*Directions:* Output all entries verbatim. Skip pictures.
........
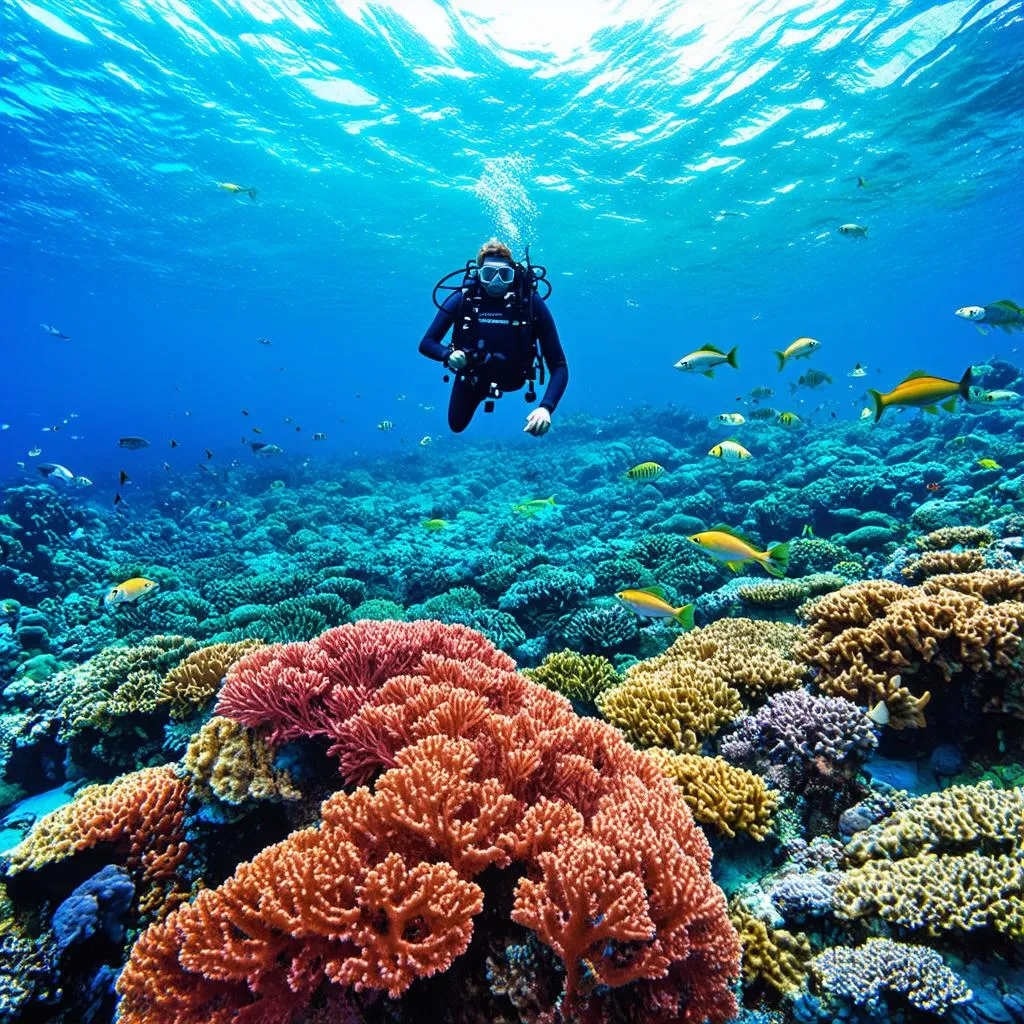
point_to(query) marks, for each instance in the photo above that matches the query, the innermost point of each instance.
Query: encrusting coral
(726, 798)
(685, 695)
(881, 641)
(193, 682)
(485, 769)
(139, 816)
(229, 762)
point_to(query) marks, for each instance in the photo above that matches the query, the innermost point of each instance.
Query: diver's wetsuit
(511, 353)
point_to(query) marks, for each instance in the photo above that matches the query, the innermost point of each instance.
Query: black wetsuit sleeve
(554, 357)
(432, 344)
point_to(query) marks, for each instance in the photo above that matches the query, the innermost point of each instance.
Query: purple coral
(796, 728)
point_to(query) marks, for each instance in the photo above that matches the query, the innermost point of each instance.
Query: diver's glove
(539, 422)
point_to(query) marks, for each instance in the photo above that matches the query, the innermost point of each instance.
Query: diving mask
(497, 278)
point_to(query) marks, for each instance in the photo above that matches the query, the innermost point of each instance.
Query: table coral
(882, 641)
(194, 681)
(579, 677)
(231, 763)
(488, 770)
(686, 694)
(139, 816)
(881, 968)
(719, 795)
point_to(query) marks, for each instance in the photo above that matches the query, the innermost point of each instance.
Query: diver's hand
(539, 422)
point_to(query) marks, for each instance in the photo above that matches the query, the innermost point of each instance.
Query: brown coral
(139, 815)
(192, 683)
(881, 641)
(729, 799)
(771, 956)
(233, 764)
(686, 694)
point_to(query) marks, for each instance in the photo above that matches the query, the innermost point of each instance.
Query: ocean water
(681, 170)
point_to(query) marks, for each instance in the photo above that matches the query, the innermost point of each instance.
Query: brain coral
(881, 641)
(604, 863)
(686, 694)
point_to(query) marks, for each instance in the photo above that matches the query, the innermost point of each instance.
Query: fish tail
(880, 404)
(684, 615)
(778, 559)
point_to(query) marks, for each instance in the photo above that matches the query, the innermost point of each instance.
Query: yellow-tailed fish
(650, 602)
(923, 391)
(130, 590)
(705, 359)
(534, 506)
(730, 450)
(729, 546)
(645, 471)
(802, 348)
(236, 189)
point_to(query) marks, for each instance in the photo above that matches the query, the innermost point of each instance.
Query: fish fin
(684, 615)
(878, 399)
(778, 558)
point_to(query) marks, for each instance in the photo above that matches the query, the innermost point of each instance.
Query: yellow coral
(771, 956)
(227, 761)
(195, 681)
(720, 795)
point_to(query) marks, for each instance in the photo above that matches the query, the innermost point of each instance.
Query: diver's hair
(494, 248)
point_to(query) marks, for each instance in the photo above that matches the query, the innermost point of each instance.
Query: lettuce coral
(484, 769)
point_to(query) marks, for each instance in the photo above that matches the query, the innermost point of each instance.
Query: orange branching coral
(485, 770)
(882, 641)
(138, 815)
(194, 682)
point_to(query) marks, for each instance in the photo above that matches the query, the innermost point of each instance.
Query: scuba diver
(502, 337)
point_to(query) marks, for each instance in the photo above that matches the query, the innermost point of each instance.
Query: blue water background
(388, 139)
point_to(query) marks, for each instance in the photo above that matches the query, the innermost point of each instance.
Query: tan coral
(881, 641)
(720, 795)
(192, 683)
(771, 956)
(227, 761)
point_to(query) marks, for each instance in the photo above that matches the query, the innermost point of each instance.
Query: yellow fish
(645, 471)
(729, 546)
(802, 348)
(729, 450)
(534, 506)
(923, 391)
(235, 189)
(650, 602)
(130, 590)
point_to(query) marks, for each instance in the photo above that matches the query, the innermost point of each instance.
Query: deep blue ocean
(822, 641)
........
*Solved exercise:*
point_to(query) marks, for each instance in the photo above that matches the query, the innermost point of each instance.
Query: encrusting coral
(726, 798)
(685, 695)
(881, 641)
(193, 682)
(485, 769)
(139, 816)
(229, 762)
point_to(query) marks, for each instance in the photo above that matches the query, the innermost point of each instance.
Query: diver's wetsuit
(511, 353)
point_to(query) marks, for each instance in the photo above that matches the query, the innermost point of each instance.
Query: black wetsuit sleeve
(554, 357)
(432, 344)
point_to(query) marks, for each instance in the photo above that matches the query, the innermost point of each instance.
Query: purple coral
(796, 728)
point_to(query) marks, for each instance in the photo above that matches the query, the innermost point of each instance.
Query: diver's glove
(539, 422)
point_to(query) marks, for each instance in the photo above that matches the query, the innermost point of each instance.
Query: diving mask
(497, 278)
point_to(query) marks, for each instance in the photo above that matches the query, the innermost point of each instance.
Query: table coral
(882, 641)
(194, 681)
(579, 677)
(231, 763)
(488, 770)
(686, 694)
(139, 816)
(881, 968)
(719, 795)
point_to(query) marks, for each instance in the photo above that matches the query, the innermost point of each instance.
Query: diver's hand
(539, 422)
point_to(query) marks, for each instance in the photo above that matches the query, the innermost point of each instance.
Query: brown coral
(139, 815)
(192, 683)
(881, 641)
(729, 799)
(771, 956)
(233, 764)
(686, 694)
point_to(query) marks, for each instance in the photo above that matches the query, the innermost point of each instance.
Query: ocean water
(681, 170)
point_to(query) marks, for each instance in the photo above that matches the query, the innermost point of each instance.
Query: brain coral
(881, 641)
(604, 863)
(686, 694)
point_to(query) marks, for each instance in the photo above that matches the query, the innermost point of each instance.
Query: fish tail
(880, 404)
(684, 615)
(778, 559)
point_to(query) marks, for each instance in the photo above that matches the query, the innermost point of each instance.
Query: yellow-tailed fish
(650, 602)
(923, 391)
(130, 590)
(705, 359)
(534, 506)
(730, 450)
(729, 546)
(645, 471)
(802, 348)
(236, 189)
point_to(query) marks, for each instance in the photo above that matches the query, the innermost point of each instance.
Query: fish fin
(684, 615)
(878, 399)
(778, 558)
point_to(query) marks, for each instance in the photo above that matches the query, the innermost point of each instance.
Query: yellow coral
(771, 956)
(227, 761)
(195, 681)
(720, 795)
point_to(query) marks, for each instance in the photo above that matches the query, the innermost point of each instance.
Query: diver's hair
(494, 248)
point_to(query) marks, for each instance in the photo above that matches the query, the innermost point of each instance.
Query: lettuce coral
(484, 769)
point_to(query) marks, for each instance in the photo above that matches the query, the innermost point of each instance.
Query: orange branching coral
(485, 770)
(882, 641)
(138, 815)
(194, 682)
point_to(query) marks, for each instance in the photo above that matches the query, the innermost point of each instance.
Query: scuba diver
(502, 337)
point_to(query) marks, for each instance in the photo above that matches the query, the innermost point of each instance.
Query: blue water background
(388, 139)
point_to(query) marks, for each instance in the photo above that matches the query, the innermost point of each instance.
Query: tan coral
(881, 641)
(720, 795)
(192, 683)
(771, 956)
(227, 761)
point_to(query) marks, for each instance in the photo above that matches the query, the innermost point of each instance.
Query: yellow fish
(645, 471)
(729, 546)
(802, 348)
(729, 450)
(534, 506)
(923, 391)
(235, 189)
(650, 602)
(130, 590)
point_to(query) marks, for each instance in the photo above that matches the query, the innermost point of each instance.
Query: deep blue ocean
(822, 641)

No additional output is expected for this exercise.